### Problem to work on
Reproduce the items below word for word, everything from the line containing "Practice step: pick out every instance of the basketball hoop" down to the line containing "[(521, 409)]", including both of those lines.
☆ ☆ ☆ ☆
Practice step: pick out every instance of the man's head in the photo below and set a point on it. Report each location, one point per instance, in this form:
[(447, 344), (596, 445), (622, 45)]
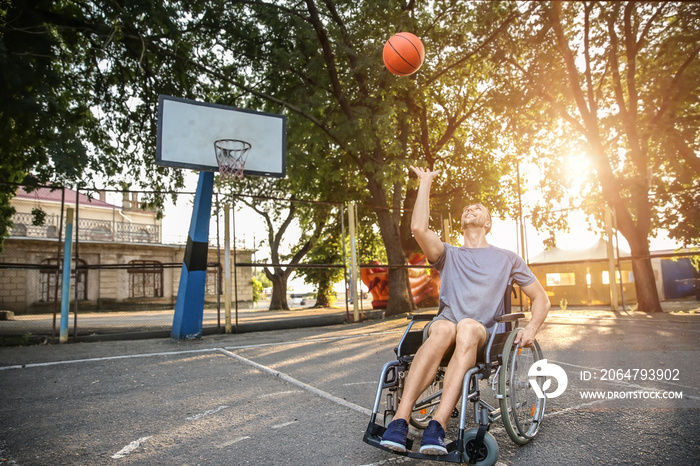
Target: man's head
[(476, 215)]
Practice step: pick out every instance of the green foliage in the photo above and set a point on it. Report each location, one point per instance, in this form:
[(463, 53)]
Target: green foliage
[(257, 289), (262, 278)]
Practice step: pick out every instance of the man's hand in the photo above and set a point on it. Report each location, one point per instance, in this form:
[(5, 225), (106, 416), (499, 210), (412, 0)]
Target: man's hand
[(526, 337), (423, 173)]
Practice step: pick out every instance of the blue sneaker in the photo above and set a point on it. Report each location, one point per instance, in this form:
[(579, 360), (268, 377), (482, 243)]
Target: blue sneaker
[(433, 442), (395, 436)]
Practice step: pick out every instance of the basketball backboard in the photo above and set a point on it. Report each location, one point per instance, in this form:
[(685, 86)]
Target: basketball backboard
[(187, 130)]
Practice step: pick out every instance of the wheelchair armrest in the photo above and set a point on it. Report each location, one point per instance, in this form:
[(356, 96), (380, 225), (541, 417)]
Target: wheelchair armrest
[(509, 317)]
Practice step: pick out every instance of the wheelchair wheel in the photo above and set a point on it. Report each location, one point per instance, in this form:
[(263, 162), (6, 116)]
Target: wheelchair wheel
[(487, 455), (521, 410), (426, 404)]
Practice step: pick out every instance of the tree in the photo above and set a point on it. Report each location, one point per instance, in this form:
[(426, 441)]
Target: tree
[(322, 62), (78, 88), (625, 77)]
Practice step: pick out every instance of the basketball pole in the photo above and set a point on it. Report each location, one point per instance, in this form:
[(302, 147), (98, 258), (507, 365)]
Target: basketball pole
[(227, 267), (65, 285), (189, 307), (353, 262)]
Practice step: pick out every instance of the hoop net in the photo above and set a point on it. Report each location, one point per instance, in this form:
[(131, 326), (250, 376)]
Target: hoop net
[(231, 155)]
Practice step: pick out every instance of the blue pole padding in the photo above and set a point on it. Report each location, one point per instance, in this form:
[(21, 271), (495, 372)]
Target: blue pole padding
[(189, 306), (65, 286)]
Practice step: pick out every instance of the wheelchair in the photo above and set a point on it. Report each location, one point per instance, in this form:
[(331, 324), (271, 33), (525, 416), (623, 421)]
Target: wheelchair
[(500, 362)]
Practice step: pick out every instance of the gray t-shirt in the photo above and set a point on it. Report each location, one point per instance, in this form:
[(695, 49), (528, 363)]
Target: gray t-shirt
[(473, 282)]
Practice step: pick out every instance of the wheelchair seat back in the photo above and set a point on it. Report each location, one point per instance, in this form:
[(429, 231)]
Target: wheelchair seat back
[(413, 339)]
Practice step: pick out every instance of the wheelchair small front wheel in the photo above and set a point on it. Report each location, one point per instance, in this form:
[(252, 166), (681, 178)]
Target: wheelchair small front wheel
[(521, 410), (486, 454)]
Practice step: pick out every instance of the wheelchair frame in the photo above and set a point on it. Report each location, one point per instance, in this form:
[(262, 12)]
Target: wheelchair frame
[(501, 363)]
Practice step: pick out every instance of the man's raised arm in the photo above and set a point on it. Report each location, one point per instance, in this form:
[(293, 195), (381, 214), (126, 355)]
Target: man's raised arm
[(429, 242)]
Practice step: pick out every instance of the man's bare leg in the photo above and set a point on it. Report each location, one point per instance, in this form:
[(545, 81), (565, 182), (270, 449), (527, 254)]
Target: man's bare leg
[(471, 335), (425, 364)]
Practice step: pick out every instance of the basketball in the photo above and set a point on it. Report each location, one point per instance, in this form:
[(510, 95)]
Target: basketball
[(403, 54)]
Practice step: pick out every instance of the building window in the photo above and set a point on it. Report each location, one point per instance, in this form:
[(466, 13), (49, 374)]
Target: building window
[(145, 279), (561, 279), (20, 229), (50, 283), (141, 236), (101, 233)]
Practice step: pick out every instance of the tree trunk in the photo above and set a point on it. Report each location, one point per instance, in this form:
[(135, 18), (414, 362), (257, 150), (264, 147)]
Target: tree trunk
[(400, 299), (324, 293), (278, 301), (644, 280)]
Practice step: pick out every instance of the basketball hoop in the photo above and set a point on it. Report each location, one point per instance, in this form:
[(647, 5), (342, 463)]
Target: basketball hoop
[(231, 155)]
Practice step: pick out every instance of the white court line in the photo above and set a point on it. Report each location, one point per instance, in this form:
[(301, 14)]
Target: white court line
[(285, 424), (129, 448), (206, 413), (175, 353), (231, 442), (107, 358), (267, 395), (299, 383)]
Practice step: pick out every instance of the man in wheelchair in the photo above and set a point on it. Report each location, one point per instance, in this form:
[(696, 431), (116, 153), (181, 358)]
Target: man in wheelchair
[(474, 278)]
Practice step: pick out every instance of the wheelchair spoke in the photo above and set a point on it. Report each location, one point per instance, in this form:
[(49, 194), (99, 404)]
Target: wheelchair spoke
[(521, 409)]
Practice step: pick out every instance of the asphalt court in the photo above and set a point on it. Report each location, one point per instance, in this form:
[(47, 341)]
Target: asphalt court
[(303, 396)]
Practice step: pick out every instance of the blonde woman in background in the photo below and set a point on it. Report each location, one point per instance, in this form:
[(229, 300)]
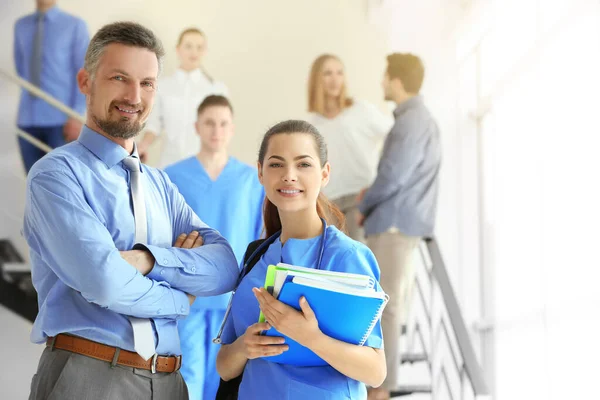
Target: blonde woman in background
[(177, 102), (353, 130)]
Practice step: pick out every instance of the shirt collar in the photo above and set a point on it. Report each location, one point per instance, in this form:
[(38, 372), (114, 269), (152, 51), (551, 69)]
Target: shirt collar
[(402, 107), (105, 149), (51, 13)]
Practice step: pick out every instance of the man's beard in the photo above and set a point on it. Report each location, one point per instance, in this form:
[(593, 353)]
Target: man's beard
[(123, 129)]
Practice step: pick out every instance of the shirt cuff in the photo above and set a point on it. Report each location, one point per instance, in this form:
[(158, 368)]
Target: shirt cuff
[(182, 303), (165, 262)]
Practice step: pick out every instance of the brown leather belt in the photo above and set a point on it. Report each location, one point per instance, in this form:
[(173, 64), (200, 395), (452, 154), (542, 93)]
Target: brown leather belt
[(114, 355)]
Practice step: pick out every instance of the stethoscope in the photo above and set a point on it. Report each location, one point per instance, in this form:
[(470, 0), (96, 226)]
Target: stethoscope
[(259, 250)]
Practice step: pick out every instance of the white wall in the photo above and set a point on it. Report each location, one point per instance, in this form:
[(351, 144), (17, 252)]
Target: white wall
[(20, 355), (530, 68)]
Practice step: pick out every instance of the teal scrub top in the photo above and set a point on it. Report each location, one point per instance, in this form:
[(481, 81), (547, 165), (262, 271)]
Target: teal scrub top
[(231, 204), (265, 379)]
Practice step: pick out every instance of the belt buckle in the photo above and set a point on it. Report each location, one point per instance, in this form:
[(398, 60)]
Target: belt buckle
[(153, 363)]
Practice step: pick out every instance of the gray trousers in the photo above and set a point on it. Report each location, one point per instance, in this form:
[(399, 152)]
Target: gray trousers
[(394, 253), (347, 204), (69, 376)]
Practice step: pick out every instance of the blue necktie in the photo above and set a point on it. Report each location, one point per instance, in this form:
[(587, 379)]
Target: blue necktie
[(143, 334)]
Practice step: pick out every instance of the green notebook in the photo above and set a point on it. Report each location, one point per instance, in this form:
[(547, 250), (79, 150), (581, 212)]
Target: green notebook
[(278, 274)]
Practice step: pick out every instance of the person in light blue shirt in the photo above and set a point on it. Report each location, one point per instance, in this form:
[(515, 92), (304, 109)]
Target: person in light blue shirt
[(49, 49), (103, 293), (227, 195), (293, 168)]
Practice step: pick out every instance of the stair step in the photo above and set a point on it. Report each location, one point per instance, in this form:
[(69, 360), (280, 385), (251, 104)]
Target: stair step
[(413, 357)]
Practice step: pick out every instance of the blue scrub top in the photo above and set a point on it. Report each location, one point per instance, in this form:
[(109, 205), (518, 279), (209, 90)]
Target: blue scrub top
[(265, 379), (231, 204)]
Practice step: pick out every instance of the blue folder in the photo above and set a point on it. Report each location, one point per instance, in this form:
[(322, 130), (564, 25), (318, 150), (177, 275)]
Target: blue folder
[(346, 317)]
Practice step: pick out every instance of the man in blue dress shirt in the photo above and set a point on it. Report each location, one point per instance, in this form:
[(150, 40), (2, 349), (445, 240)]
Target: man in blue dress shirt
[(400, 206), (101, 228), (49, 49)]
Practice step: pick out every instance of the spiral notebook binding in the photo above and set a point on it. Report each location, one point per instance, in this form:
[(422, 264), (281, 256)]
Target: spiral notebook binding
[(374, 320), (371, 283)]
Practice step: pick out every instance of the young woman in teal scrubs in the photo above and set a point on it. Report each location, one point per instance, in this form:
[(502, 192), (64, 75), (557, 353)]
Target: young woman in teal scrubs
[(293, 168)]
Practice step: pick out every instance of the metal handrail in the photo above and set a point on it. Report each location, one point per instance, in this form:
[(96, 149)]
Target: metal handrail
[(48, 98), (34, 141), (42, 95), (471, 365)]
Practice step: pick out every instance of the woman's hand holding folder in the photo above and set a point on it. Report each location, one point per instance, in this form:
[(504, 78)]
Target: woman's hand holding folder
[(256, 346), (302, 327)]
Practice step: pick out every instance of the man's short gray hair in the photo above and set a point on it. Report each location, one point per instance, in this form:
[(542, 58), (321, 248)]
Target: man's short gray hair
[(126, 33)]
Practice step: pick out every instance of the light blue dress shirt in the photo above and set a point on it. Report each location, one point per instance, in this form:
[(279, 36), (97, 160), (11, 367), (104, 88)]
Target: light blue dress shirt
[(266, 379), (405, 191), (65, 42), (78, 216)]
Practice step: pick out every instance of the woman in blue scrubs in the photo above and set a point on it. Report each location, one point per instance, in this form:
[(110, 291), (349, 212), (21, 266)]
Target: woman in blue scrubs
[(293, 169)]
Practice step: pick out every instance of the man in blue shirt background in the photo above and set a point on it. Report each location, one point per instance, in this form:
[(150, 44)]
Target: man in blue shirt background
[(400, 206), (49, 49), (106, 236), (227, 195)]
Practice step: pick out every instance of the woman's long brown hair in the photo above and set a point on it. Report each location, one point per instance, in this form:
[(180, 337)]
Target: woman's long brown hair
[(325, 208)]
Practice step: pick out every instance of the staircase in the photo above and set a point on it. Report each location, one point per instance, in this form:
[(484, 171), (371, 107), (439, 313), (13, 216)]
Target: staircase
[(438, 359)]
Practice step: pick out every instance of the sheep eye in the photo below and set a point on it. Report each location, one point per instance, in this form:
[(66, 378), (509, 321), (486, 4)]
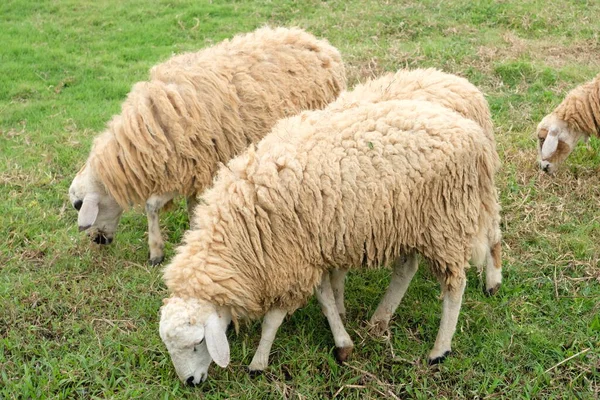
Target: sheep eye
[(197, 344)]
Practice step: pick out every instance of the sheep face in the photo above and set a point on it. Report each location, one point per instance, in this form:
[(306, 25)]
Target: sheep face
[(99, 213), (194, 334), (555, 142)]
☆ ☆ ☆ ☆
### Answer to this exercise
Practice step: pick out every instance of the basketball hoop in the photo above and set a point on it. Report each location, one point per instance, in this form:
[(647, 5), (342, 463)]
Target: basketball hoop
[(231, 155)]
Practice step: pick out every instance of the white court line in the photo above and set a point on it. Report each location, one point per instance, in this form:
[(301, 14)]
Target: white court line
[(285, 424), (129, 448), (206, 413), (175, 353), (231, 442), (107, 358), (267, 395), (299, 383)]
Practice step: pick out every instance of the man in wheelchair in the photo above and set a point on it. Report each location, one point per instance, in this form:
[(696, 431), (116, 153), (181, 358)]
Target: man in wheelchair
[(474, 278)]
Practice step: pick out every instance of the wheelchair spoke in the photo above and set a point on it. Report each location, one point per instance, in this form:
[(49, 194), (99, 404)]
Target: wheelchair spoke
[(521, 409)]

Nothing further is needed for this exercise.